**Direction:** Copy every line of the rows below exactly as it appears, omitting the pictures from your answer.
——————
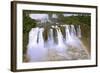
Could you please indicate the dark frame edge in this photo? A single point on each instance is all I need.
(55, 4)
(13, 36)
(96, 35)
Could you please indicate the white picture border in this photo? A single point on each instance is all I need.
(35, 65)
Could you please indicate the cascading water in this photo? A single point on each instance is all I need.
(68, 48)
(36, 50)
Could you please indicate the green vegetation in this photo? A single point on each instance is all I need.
(81, 19)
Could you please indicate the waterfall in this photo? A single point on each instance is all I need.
(38, 49)
(50, 41)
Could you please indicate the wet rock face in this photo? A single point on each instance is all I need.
(56, 44)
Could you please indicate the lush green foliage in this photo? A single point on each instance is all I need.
(83, 20)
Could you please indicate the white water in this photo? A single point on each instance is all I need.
(37, 51)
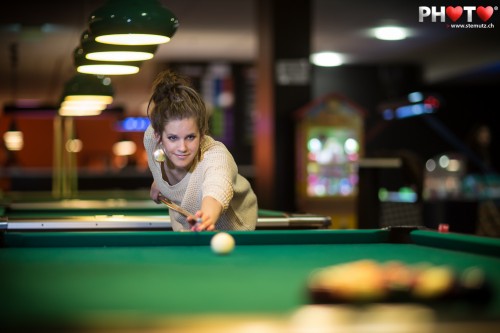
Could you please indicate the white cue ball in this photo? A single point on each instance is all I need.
(222, 243)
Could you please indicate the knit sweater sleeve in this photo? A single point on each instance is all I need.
(220, 172)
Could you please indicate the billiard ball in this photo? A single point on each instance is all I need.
(222, 243)
(434, 282)
(443, 227)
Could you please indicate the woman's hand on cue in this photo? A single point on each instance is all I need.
(154, 193)
(201, 221)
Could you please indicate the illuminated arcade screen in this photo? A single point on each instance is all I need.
(332, 161)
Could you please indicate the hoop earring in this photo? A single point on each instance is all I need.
(159, 155)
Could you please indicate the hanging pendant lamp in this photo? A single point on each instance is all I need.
(109, 52)
(133, 22)
(86, 95)
(88, 66)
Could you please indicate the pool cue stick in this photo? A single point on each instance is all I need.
(175, 207)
——————
**Task response:**
Could you please indicate the dark frame edge in this photo? A single point on each instance is all I need.
(55, 4)
(13, 36)
(96, 35)
Could you please indicate the white picture border in this photo? A single point on each instance is all I need.
(35, 65)
Could you please indicate the cascading water in this photo? A single point on each instance is all I need.
(68, 48)
(36, 50)
Could you please indicate the green vegetation in this photo? A single point on each instance is all I need.
(81, 19)
Could you please indicate the waterfall in this photo? A single point on each instance is all I need.
(38, 49)
(50, 41)
Could you please indicate the wet rock face in this photo? A single point on each instance is all I need.
(56, 44)
Could you please indicate the lush green foliage in this photo? A single point on each instance is all I need.
(83, 20)
Could you please indicate the white water in this photo? A single point on each instance is all I need.
(37, 51)
Could you please indicate the white cue ball in this photo? A single point on each instance is all I need.
(222, 243)
Could you please indicate the knit sweater sleeve in this photo? A single point on each instance is all I need.
(220, 172)
Could you please indicate the billiard ball in this photo? A single point on each instance is all I need.
(222, 243)
(434, 282)
(443, 227)
Could you please indicate the woman's hand on cue in this photo? A single point on each instance is all I need.
(154, 193)
(201, 221)
Could you please indicate the illuminated arcade screen in this photo? A single point on each instance is all I need.
(332, 161)
Could you please indicate the hoop earring in this photo? A single point on each instance is all I need.
(159, 155)
Could you please indicate the hanging pendant lamp in this photo? A single point on each instance is all I need.
(109, 52)
(133, 22)
(86, 95)
(88, 66)
Could you please indicate the pool cue stick in this photo? A single point on each instance is all I need.
(175, 207)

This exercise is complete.